### [Required tasks]
a) Answer these questions using the judgment excerpt, one per line:
(i) How many instructing solicitors were with Mr Moshinsky?
(ii) How long had the defence had the bundle by then?
(iii) Under what exhibit mark was the bundle recorded?
b) For each statement, say whether the judgment excerpt supports it. Answer yes or no and quote the words that decide it.
(i) Mr Moshinsky accepted the offer of disqualification.
(ii) The bundle was tendered with Mr Moshinsky's consent.
(iii) The defendant put forward seven points of defence.
c) Continue the judgment excerpt from the point where it stops.

### [Article]
Subsequently I told Counsel I had
read it and thought several of the documents
not separately tendered to be relevant to their arguments. I invited tender of
the bundle
by consent.
Mr Moshinsky
demurred saying he had not had the opportunity to read through the bundle (even
though he had two instructing solicitors
with him and by then the defence have
had the bundle for a day and a half). I offered to disqualify myself if Mr
Moshinsky considered
I may have been improperly influenced. Mr Moshinsky
declined the offer. Finally, as the situation should be made regular, I allowed
Mr Williams to tender the bundle, absent Mr Moshinsky’s consent. It is
marked Exhibit
P7.
The defendant has
raised seven points of defence which I shall
consider.

Stored items from a collection
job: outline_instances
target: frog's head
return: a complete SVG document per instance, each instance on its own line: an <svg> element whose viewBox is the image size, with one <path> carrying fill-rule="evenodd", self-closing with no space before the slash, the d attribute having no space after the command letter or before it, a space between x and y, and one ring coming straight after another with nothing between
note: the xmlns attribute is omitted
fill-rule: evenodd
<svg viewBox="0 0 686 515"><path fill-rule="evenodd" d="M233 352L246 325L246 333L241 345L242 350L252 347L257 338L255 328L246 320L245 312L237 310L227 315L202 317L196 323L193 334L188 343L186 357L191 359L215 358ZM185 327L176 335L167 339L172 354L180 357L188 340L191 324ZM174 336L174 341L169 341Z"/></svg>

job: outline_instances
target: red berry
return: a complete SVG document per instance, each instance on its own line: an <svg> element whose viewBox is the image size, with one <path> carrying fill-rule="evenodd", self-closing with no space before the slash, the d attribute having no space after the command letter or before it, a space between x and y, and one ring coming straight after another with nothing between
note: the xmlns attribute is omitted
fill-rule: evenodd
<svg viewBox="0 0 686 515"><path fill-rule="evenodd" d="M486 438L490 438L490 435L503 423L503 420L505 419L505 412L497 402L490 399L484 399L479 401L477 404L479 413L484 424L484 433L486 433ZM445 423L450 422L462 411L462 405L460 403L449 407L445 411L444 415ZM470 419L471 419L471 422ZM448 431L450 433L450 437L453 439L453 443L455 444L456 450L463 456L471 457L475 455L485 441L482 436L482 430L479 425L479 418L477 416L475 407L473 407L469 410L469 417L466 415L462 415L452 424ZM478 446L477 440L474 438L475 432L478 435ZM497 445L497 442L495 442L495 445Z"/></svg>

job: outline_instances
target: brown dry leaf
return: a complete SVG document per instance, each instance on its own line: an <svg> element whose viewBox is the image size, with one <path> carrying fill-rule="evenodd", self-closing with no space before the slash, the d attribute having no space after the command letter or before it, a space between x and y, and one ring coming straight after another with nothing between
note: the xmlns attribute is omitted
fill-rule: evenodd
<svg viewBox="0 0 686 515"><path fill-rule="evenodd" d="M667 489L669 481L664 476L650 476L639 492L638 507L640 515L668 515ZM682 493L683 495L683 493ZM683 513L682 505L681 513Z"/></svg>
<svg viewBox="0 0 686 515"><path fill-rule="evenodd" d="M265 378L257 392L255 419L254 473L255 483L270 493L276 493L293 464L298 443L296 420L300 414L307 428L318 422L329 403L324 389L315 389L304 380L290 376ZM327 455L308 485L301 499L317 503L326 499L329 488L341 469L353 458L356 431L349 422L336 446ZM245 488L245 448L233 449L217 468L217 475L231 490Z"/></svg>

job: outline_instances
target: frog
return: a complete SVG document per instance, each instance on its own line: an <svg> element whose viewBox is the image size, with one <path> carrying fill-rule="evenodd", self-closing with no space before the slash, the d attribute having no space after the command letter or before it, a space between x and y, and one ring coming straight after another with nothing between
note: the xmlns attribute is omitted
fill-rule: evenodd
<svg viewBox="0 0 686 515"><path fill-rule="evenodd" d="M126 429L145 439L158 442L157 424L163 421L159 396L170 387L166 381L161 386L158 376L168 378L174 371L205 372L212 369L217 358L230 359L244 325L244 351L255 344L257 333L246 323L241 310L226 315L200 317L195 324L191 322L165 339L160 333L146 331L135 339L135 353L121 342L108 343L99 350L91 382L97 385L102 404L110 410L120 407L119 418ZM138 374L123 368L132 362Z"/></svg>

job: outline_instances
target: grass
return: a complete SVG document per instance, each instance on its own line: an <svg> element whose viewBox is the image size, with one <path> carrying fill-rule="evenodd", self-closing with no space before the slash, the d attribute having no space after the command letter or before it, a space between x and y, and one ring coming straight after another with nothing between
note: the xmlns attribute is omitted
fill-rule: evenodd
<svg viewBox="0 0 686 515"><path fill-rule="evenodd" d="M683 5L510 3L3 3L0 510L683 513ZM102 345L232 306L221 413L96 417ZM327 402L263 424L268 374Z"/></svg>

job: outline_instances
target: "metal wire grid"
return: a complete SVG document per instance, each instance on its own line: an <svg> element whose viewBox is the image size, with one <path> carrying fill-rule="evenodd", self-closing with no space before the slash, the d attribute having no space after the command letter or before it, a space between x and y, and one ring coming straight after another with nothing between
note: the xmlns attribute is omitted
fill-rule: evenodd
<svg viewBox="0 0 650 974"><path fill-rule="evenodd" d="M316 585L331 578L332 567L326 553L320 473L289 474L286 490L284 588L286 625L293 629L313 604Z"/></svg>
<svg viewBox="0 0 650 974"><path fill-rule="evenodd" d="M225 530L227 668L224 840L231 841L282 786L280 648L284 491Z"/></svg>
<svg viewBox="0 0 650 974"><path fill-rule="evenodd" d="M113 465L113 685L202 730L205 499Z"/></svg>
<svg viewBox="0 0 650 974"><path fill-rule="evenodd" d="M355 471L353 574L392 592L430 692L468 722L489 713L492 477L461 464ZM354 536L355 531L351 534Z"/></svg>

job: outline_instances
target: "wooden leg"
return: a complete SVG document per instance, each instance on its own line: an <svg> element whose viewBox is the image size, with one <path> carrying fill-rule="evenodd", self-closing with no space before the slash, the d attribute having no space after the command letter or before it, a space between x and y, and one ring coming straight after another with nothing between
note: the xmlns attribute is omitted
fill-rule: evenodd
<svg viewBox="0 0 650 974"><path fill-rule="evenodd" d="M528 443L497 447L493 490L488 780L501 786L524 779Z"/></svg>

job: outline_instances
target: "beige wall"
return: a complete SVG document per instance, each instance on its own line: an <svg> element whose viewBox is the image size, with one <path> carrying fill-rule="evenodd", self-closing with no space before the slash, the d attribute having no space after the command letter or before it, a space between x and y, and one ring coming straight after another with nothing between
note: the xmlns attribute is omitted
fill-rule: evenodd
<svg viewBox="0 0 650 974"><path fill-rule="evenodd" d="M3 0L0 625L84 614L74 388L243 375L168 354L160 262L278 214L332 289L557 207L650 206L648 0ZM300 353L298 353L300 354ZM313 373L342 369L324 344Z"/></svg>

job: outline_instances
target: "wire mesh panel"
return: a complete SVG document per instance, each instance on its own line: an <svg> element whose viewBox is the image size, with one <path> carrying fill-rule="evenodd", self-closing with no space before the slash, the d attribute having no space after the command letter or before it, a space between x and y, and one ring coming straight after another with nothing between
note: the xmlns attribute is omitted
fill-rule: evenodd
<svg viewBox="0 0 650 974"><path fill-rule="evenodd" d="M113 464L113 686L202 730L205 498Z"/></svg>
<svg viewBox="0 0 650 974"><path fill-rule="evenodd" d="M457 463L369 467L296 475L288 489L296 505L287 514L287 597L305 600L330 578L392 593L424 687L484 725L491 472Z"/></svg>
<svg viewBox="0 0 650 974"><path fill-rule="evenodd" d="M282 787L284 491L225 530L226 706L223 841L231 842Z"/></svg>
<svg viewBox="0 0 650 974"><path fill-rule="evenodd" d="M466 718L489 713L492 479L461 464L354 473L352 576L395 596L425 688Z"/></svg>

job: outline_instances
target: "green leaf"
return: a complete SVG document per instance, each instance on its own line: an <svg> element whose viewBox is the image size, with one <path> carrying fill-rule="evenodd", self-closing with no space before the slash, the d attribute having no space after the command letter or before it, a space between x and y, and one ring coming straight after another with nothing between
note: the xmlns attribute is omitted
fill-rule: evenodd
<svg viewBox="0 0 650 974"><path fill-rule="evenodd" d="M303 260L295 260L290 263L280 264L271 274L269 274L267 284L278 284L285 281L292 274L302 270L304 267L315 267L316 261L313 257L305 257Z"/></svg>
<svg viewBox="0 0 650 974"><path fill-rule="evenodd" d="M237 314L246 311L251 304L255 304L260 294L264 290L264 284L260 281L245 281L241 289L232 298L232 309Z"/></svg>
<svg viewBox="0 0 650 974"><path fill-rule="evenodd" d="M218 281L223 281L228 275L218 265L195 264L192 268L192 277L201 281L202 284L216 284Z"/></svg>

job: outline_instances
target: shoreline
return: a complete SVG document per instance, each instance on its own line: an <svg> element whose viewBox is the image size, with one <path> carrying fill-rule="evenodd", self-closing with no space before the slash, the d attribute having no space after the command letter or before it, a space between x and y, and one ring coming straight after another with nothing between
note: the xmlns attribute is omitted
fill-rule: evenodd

### [Final answers]
a)
(i) Two
(ii) A day and a half
(iii) Exhibit P7

b)
(i) No: "Mr Moshinsky declined the offer."
(ii) No: "I allowed Mr Williams to tender the bundle, absent Mr Moshinsky’s consent."
(iii) Yes: "The defendant has raised seven points of defence which I shall consider."

c)
So that
they may be understood, I set out section 19A of the Nauru Phosphate Royalties
Act and the Presidential
Order:
Section
19A:-
PAYMENT OF PRINCIPAL IN SPECIAL CIRCUMSTANCES
19A (1) Where the President is satisfied that a beneficiary of the Nauruan Landowners Royalty Trust Fund (in this section called "the Fund") is a person who is
(a) the sole owner of a Portion of land in respect of which he is a beneficiary of the Fund; and
(b) has no living next of kin (other than a spouse) who would in the normal course of events have any expectation of inheriting from the estate of the beneficiary (whether according to the customs and usages of the Nauruan people or otherwise); and
(c) is a person of such age that the likelihood of such circumstance changing appears to the President to be remote
the President may by order consent to a request by such beneficiary that part of the interest of the beneficiary in the Fund be paid to the beneficiary at such time, in such amount, and at such place as the President in his order may direct.
(2) The Trust must upon receipt of an order of the President made in accordance with sub-section (1), give effect to that order.
The
Presidential Order:-
Nauru Phosphate Royalties Trust Act 1968-1990
(Section 19A)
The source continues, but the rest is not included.